### DIRECTIVE 1
Pick out each line of the listing below that contains the word "locate".

### READING TEXT
Note

Choose View, Annotated ANOVA to activate blue hints and tips for how to interpret the ANOVA results.

At the top are the name of the response, its number, and the name given when the design was built.

The next line gives a brief description of the model being fit, followed by the type of sum of squares used for the calculations.

**Block**: The block row shows how much variation in the response is attributed
to blocks. Block variation is removed from the analysis. Blocks are not tested
(no F or p- value) because they are considered a non-replicated, hard-to-change
factor. Blocks are assumed to not interact with the factors. If there are no
blocks in the design, this row will not be present.

**Model**: The model row shows how much variation in the response is explained by
the model along with the over-all model test for significance.

**Terms**: The model is separated into individual terms and tested independently.

**Residual**: The residual row shows how much variation in the response is still
unexplained.

Lack of Fit: is the amount the model predictions miss the observations.

Pure Error: is the amount of difference between replicate runs.

**Cor Total**: This row shows the amount of variation around the mean of the
observations. The model explains part of it, the residual explains the rest.

**Source**: A meaningful name for the rows.

[Records]
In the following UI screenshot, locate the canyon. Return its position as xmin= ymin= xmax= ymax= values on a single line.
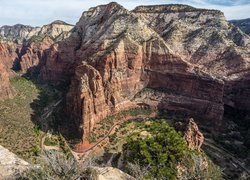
xmin=0 ymin=3 xmax=250 ymax=138
xmin=0 ymin=2 xmax=250 ymax=179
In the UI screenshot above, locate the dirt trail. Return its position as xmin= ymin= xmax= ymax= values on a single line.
xmin=203 ymin=139 xmax=250 ymax=178
xmin=73 ymin=112 xmax=157 ymax=156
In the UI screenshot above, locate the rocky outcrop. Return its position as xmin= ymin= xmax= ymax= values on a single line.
xmin=17 ymin=36 xmax=54 ymax=73
xmin=0 ymin=145 xmax=31 ymax=179
xmin=0 ymin=3 xmax=250 ymax=142
xmin=90 ymin=167 xmax=135 ymax=180
xmin=0 ymin=24 xmax=34 ymax=44
xmin=184 ymin=118 xmax=204 ymax=152
xmin=230 ymin=18 xmax=250 ymax=35
xmin=0 ymin=62 xmax=12 ymax=100
xmin=63 ymin=3 xmax=224 ymax=139
xmin=0 ymin=20 xmax=74 ymax=44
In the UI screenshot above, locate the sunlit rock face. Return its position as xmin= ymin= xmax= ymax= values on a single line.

### DIRECTIVE 2
Retype the stretch of the ANOVA note above from "At the top are" through "not be present.".

### CORRECT RESPONSE 1
In the following UI screenshot, locate the canyon. Return its position as xmin= ymin= xmax= ymax= values on a single line.
In the UI screenshot above, locate the dirt trail. Return its position as xmin= ymin= xmax= ymax= values on a single line.
In the UI screenshot above, locate the rocky outcrop. Return its position as xmin= ymin= xmax= ymax= values on a single line.
In the UI screenshot above, locate the sunlit rock face. Return its position as xmin= ymin= xmax= ymax= values on a single line.

### CORRECT RESPONSE 2
At the top are the name of the response, its number, and the name given when the design was built.

The next line gives a brief description of the model being fit, followed by the type of sum of squares used for the calculations.

**Block**: The block row shows how much variation in the response is attributed
to blocks. Block variation is removed from the analysis. Blocks are not tested
(no F or p- value) because they are considered a non-replicated, hard-to-change
factor. Blocks are assumed to not interact with the factors. If there are no
blocks in the design, this row will not be present.